> **PROVIDED TEXT**
I Lava the Land Of Fire and Ice

There are few things more annoying than my alarm.  I’ve picked a happy little tune… something perky and energetic, but all I want to do is smash my phone when that alarm goes off on days like this one.  Not only was I tired – a few early days on “vacation” will do that to you – but I was also still feeling pouty about my ankle injury.  The first thing I did when I sat up in bed was assess the ankle.  When I’d gone to bed it was a touch swollen and there was a slight hint of a bruise.  I peeled off the two socks I’d worn for compression and it looked significantly more colorful than when I’d gone to sleep.  

With bruising all the way down the outside and into my foot, I flirted with some range of motion only to find I didn’t really have much ability to move due to pain.  While my ankle was sore, I was fairly certain it wasn’t going to stop me, but upset at myself for letting it happen to begin with, and more concerned it would slow me down.  I knew the next 2 days of our tour were going to be adventurous and demanding at times.  If I couldn’t participate in everything, I was going to be miserable; and my travel buddies were going to be miserable, too.

I eventually got up and around and gimped my way downstairs to meet Sarah and Taylor who were already at breakfast.  Eight o’clock rolled up fairly quickly and Sarah peeked outside to find that our guide had already arrived.  Thankfully, I was able to get my toast and Nutella, and Sarah was so kind to grab me a coffee for take-away.

We walked to meet our guide while Taylor hit the restroom real quick.  We were greeted by an extremely cheerful man by the name of Sven.  As he reached for my bag I returned the greeting with a “good morning.”  He responded, “Yes! Every day is a good day.”  I loved his positive attitude!  Immediately I was thrilled about the 2 days we’d spend with Sven!  We informed him we had another friend joining and she’d be just a minute.  He said, “Did she need to make the poopy?”  I couldn’t believe he’d said that!  We’d just met!  When Taylor came out he gave her a hard time about using the restroom before getting on the bus.

We would soon learn that Sven is known as “Crazy Sven – Princess of Extreme Iceland.”  We had no idea what we were in for, but it was a blast!  Sven has a bit of a potty mouth, doesn’t care what anyone thinks, speaks his mind with “no filter,” and is super goofy!  He was so entertaining and made the tour so much fun.  However, the best things about Sven are that he has so much passion for the nature in his country, so much knowledge to share, and safety was a huge priority.  When it came to safety, Crazy Sven took a back seat for a moment and Serious Sven spoke sincerely with us.  We couldn’t have been more pleased with our Arctic Adventures tour and guide.

So off we zoomed (and I mean zoomed) through the city in our Mercedes minibus with a trailer behind for all our luggage.  Sven doesn’t mess around when it comes to driving.  There were quick accelerations and decelerations, subsequent motion sickness, and squeezing the van and trailer between two signs and onto a sidewalk to pick up some people when he couldn’t find immediately available parking.

> **RAW DATA**
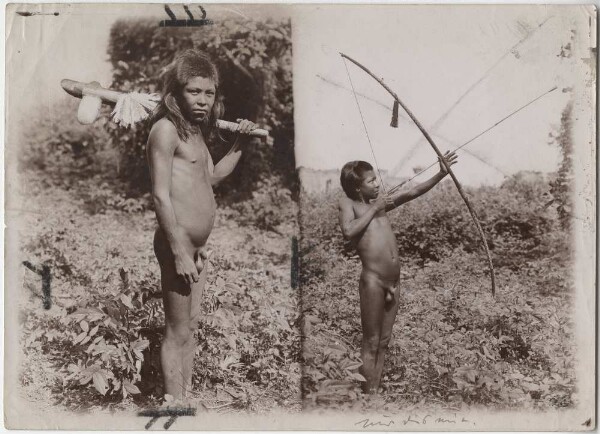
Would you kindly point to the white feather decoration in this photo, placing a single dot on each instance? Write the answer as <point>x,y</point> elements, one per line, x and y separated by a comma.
<point>133,107</point>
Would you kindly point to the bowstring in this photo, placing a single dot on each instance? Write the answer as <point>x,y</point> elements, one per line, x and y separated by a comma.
<point>364,126</point>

> **DO THIS**
Copy the passage from the Iceland travel text word for word, starting at "We walked to" and ending at "on the bus.".

> **ANSWER IN FULL**
We walked to meet our guide while Taylor hit the restroom real quick.  We were greeted by an extremely cheerful man by the name of Sven.  As he reached for my bag I returned the greeting with a “good morning.”  He responded, “Yes! Every day is a good day.”  I loved his positive attitude!  Immediately I was thrilled about the 2 days we’d spend with Sven!  We informed him we had another friend joining and she’d be just a minute.  He said, “Did she need to make the poopy?”  I couldn’t believe he’d said that!  We’d just met!  When Taylor came out he gave her a hard time about using the restroom before getting on the bus.